▸ **What to produce**:
From the passage below about the cooled casing, list every reference numeral of 20 or higher together with the part it labels.

▸ **Given passage**:
***

On the lower and on the upper ends of the casing 9, one nozzle 23, 24 for cooling medium, for instance, oil or water, is each provided. Displacement of the stirring means 14 is effected with the help of the cooling medium flowing through the casing 9 by changing the flow direction of the cooling medium.

To this end, a horizontal annular gasket 25 is installed in the region of the iron core 15, which subdivides the circular-ring-cylindrical interior 19 enclosed by the casing into two parts, i.e., one upper part and one lower part.

The annular sealing gasket, which extends substantially from the external wall 22 to the internal wall 26 of the casing 9, has at least one recess forming a well defined flow cross section for the cooling medium. This recess, e.g., an annular gap towards the internal wall 26, is of such a size that a differential pressure may form between the inlet and outlet sides of the cooling medium with the appropriate flow direction and amount of cooling medium, which differential pressure moves the stirring means 14 from the lower position illustrated in FIG. 1 into the upper position illustrated in FIG. 3, retaining it there.

In order not to stress the guiding ledges 20 when displacing the stirring means 14, the adjustment in height of the stirring means 14 is effected prior to its setting into operation.

***

▸ **Data block**:
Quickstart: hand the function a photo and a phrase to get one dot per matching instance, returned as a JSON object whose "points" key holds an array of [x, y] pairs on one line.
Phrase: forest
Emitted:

***

▸ **Solution for this exercise**:
- 20: guiding ledges
- 22: external wall of the casing 9
- 23: nozzle for cooling medium
- 24: nozzle for cooling medium
- 25: horizontal annular gasket
- 26: internal wall of the casing 9